§ **Selected text**
◆ ◆ ◆ ◆ ◆

Organizers of the 46th-annual Banff Pork Seminar are brushing up their game plan for next year, hot on the heels of hosting 658 delegates inside the Christmas-card setting of the Fairmont Banff Springs Hotel during the second week in January.
While the weather outside was frightful at times – dropping at one point to -32C regardless of any wind chill – the camaraderie, debate, networking and learning opportunities inside the hallways and meeting rooms gave people from across the industry and around the world an opportunity to reconnect with familiar faces and make new connections with others.
Mark Chambers, chair of the BPS advisory committee, remarked during a quiet moment about how the annual seminar has grown and evolved since his first time there, in 1997.
This year’s event was wound around a theme of sustainability and innovation, bringing a broad spectrum of speakers to address issues facing the swine industry as it redefines its capacity to raise more protein from ever-shrinking resources.
Chambers, who has not missed a seminar over the past 20 years, said he saw many familiar faces returning to each new edition and has grown concerned that there may be a lack of new people coming into the industry, especially from the farms where the pigs are raised.
“Part of that is through consolidation,” said Chambers. Farms are now fewer and bigger, so where a larger number of farms would send two or three people to the seminar 20 years ago, the bigger farms are still sending two or three people with a net loss in the total number of production staff attending the seminar. Alberta alone has dropped to about 350 hog farms from about 1,500 during the last 20 years, said Chamber. He sees the BPS playing a role in helping bring more people into the industry.
“The concerning part is the lack of new faces. Our industry, on the production side, really struggles to attract new talent, so it’s very concerning or striking to me that we’ve really got to go out there and attract new talent, because that’s the next generation of people for our industry. “My big push is to get more farm people here and the only way to do that is to have topics that will be of interest (to them)” he said. Alberta producer Jurgen Preugschas, who has held a variety of leading roles on provincial and national organizations, said he has seen a change in the makeup of people who attend the seminar over the past 46 years.
“It used to be more producers were here,” said Preugschas, who was involved in the first Banff Pork Seminar and has missed only a couple of times during the ensuing years.
“Now, you’ve got the complete industry here. It’s turned over. The scientists from around the world that have come draw a lot of local scientists,” he said.
New in 2017 was a survey on breeding technology and a cell-phone app that gave delegates electronic access to the seminar’s relevant documents, including evaluation forms.
The evaluation forms are vital in the advisory committee’s efforts to continually improve the seminar and to ensure that it is meeting people’s expectations, said Chambers.
The advisory committee had started considering the app a couple of years ago, and then decided to implement it this year, he said. Those who used the app could read proceedings, check times and locations of meetings, complete evaluation forms and view other relevant details.
The breeding technology survey is part of a research project of the University of Alberta Department of Resource Economics and Environmental Sociology. Doctoral candidate Albert Boaitey said that he and a group of graduate students, working under team leader Ellen Goddard, hope to determine how heavily producers rely on genetic technology and how much they are prepared to pay for access to genomics tools that would help them improve disease resistance.

◆ ◆ ◆ ◆ ◆

§ **Collected material**

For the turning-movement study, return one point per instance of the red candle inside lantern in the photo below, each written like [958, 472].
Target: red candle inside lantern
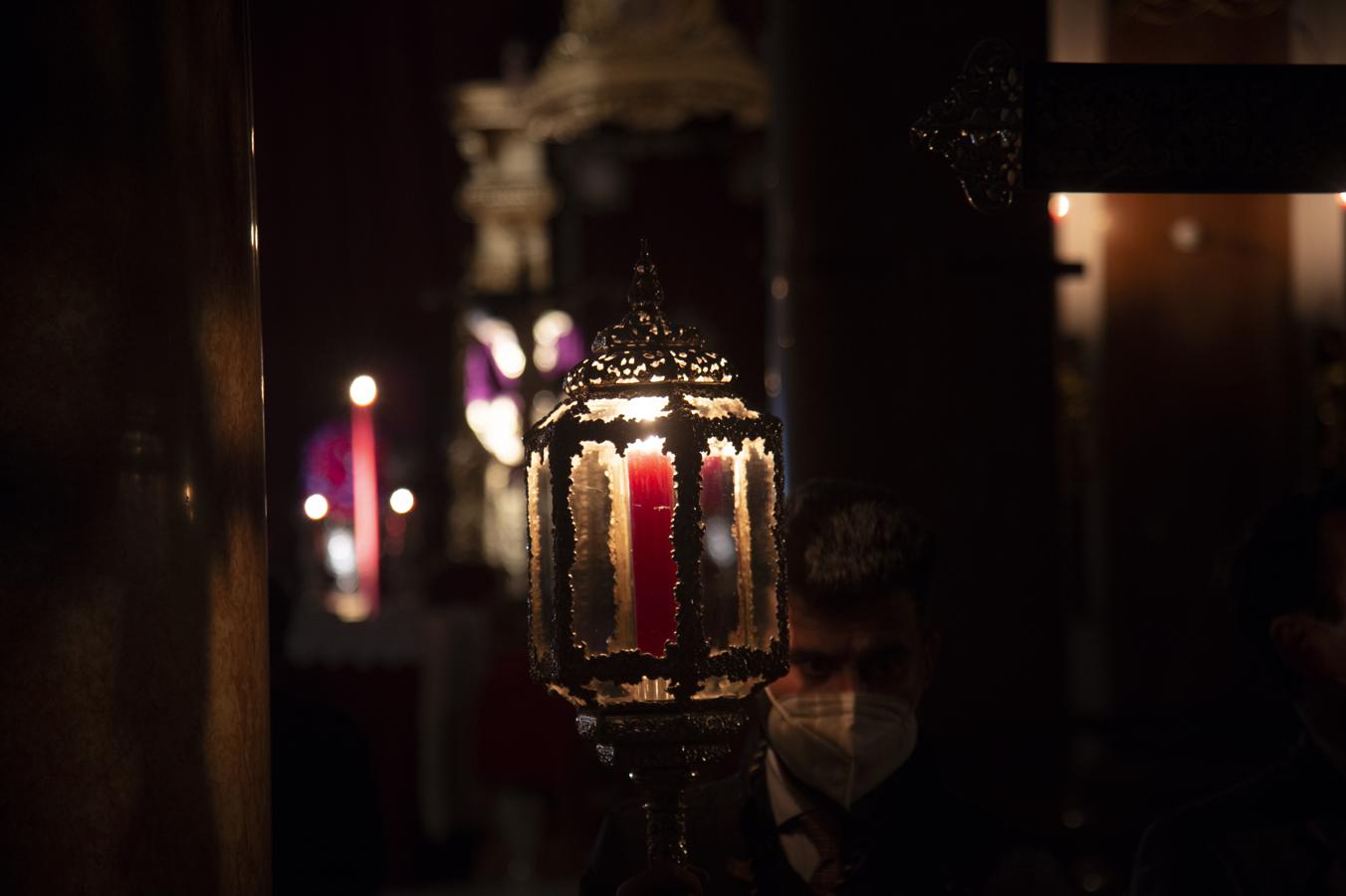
[653, 573]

◆ ◆ ◆ ◆ ◆

§ **Problem description**
Please update the Banff Pork Seminar article between "The evaluation forms" and "expectations, said Chambers.", inclusive, and write that passage out again with "advisory committee" changed to "planning committee".

§ **Response**
The evaluation forms are vital in the planning committee’s efforts to continually improve the seminar and to ensure that it is meeting people’s expectations, said Chambers.